+++ Given entries +++
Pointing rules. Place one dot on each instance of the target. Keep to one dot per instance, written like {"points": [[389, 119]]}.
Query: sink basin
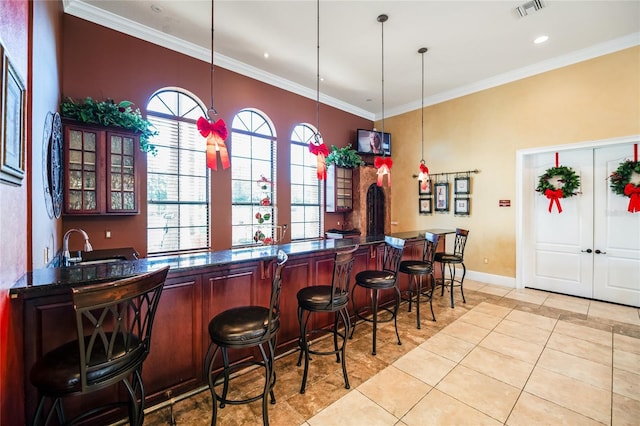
{"points": [[95, 262], [104, 256], [341, 233]]}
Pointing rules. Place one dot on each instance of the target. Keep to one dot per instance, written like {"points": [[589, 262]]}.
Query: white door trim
{"points": [[521, 210]]}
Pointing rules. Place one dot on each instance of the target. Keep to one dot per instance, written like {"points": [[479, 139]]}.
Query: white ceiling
{"points": [[473, 45]]}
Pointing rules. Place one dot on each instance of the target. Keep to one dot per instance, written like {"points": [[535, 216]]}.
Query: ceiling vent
{"points": [[529, 7]]}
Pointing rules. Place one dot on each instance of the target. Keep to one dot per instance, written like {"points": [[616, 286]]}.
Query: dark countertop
{"points": [[58, 280]]}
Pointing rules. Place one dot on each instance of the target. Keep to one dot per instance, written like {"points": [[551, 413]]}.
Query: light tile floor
{"points": [[506, 357]]}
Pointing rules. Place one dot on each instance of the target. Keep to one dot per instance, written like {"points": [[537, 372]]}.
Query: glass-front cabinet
{"points": [[100, 171], [339, 192]]}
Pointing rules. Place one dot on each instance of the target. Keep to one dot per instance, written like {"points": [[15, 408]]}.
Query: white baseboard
{"points": [[482, 277]]}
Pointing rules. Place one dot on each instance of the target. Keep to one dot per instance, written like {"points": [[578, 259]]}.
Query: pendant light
{"points": [[215, 131], [423, 175], [384, 163], [316, 145]]}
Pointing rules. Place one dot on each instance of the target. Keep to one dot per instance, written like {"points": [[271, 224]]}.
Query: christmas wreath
{"points": [[570, 184], [621, 183]]}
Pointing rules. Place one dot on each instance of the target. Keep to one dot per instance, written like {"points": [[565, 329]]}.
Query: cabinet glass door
{"points": [[344, 199], [82, 172], [121, 174]]}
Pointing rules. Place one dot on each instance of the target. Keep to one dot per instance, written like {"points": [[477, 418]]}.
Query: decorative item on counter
{"points": [[110, 114], [263, 183], [558, 182], [626, 181], [215, 131], [383, 164]]}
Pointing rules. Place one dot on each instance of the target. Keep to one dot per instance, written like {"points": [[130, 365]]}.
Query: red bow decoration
{"points": [[633, 192], [554, 195], [383, 164], [321, 151], [216, 133], [424, 170]]}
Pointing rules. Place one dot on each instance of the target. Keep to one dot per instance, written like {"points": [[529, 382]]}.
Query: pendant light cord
{"points": [[382, 19], [212, 110], [422, 51], [317, 68]]}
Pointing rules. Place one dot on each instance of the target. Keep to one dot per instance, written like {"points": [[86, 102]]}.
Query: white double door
{"points": [[592, 248]]}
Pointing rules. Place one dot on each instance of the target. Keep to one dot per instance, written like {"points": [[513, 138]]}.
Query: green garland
{"points": [[108, 113], [569, 178], [621, 177]]}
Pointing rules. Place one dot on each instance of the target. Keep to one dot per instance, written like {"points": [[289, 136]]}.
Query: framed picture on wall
{"points": [[12, 137], [426, 190], [462, 206], [462, 185], [425, 205], [442, 196]]}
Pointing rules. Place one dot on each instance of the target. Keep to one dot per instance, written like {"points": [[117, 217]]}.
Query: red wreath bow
{"points": [[321, 151], [425, 172], [383, 164], [216, 133], [633, 192], [554, 196]]}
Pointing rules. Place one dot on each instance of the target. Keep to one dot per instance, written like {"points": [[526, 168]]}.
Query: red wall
{"points": [[102, 63], [13, 229]]}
+++
Set down a word-for-word copy of the records, dropping any picture.

• Solved problem
Pointing rules. Place one dot on each instance of the target. Keep to one dot per instance, written like {"points": [[389, 119]]}.
Query: sink basin
{"points": [[95, 262], [104, 256], [341, 233]]}
Pointing rules. Place one dot on each instance of the target. Keep to one dot per instance, written like {"points": [[589, 262]]}.
Query: white door trim
{"points": [[521, 210]]}
Pointing rules. Place one dot on each instance of the target. Keep to one dot per instance, written like {"points": [[479, 139]]}.
Query: white ceiling
{"points": [[473, 45]]}
Pointing rules. Place one dot on each instance of the target. Keep to one dot per instance, written like {"points": [[535, 216]]}.
Query: ceiling vent
{"points": [[529, 7]]}
Pointing rules. Place one dot on each instance of the target. Keep to one dot per instance, written like {"points": [[616, 286]]}.
Query: dark countertop
{"points": [[58, 280]]}
Pointing rules. Place one dot on each instance of the target. Keep to one dot per instance, written like {"points": [[551, 413]]}.
Query: light tile floor
{"points": [[506, 357]]}
Pointing rules. Place one dot on each instance of the target. Keep to one dot per instance, written like {"points": [[537, 372]]}.
Query: glass-front cabinet
{"points": [[100, 171], [339, 192]]}
Pointing rules. Place one dot on each instance of the target. Keep to one dot per instance, written like {"points": [[15, 408]]}.
Query: white baseboard
{"points": [[482, 277]]}
Pointing rules. Place one dot on each instance of the target. Keep to one dot per instance, written like {"points": [[578, 259]]}.
Query: pendant light
{"points": [[215, 131], [423, 175], [384, 163], [316, 145]]}
Pointing rules. Place one dot on each instance of the target. Keep to one dot per instance, written like {"points": [[271, 224]]}.
Query: christmas wreath
{"points": [[570, 184], [621, 183]]}
Pointing rules. Place one dot on each instance of the target. Keep to one dot per instance, written like {"points": [[565, 329]]}.
Query: cabinet glass door
{"points": [[344, 199], [82, 172], [121, 174]]}
Pointing rules. Place one dot on each instance of the target. Keep to one dot per instance, written like {"points": [[477, 418]]}.
Query: decorative item on counter
{"points": [[110, 114], [263, 183], [558, 182], [626, 181], [215, 131], [383, 164]]}
Pointing rules. Place one dot on each instance of the target. Keep to one dot per instance, written like {"points": [[130, 365]]}.
Query: red bow decoration
{"points": [[633, 192], [554, 195], [383, 164], [321, 151], [216, 133], [424, 170]]}
Pointing rules. Place one dot on each instance of the target. Keep to one dot per instance, written like {"points": [[529, 382]]}.
Query: pendant light cord
{"points": [[382, 19], [212, 110], [422, 51], [317, 68]]}
Pointing rules. Place one dot on each instance of the target. Keep to one dot per instance, written like {"points": [[86, 102]]}.
Query: white double door
{"points": [[592, 248]]}
Pointing rules. Place one dot on each instance of the target. Keep to one dot per instance, written like {"points": [[513, 138]]}.
Query: green garland
{"points": [[108, 113], [569, 178], [621, 177]]}
Pointing rules. Place one dot on each instance of the target. Keep to one dot per instance, written like {"points": [[289, 136]]}.
Query: framed picture on wall
{"points": [[12, 137], [426, 190], [462, 206], [462, 185], [425, 205], [442, 196]]}
Pointing rules. Place one dot on each instance of the target. Keep to one dot per instance, written like {"points": [[117, 217]]}.
Query: red wreath bow
{"points": [[321, 151], [425, 172], [383, 164], [216, 133], [633, 192], [554, 196]]}
Pointing rules. Place one dot on each instance of the target. Keep to one dot per instance, written like {"points": [[526, 168]]}.
Query: red wall
{"points": [[102, 63], [13, 229]]}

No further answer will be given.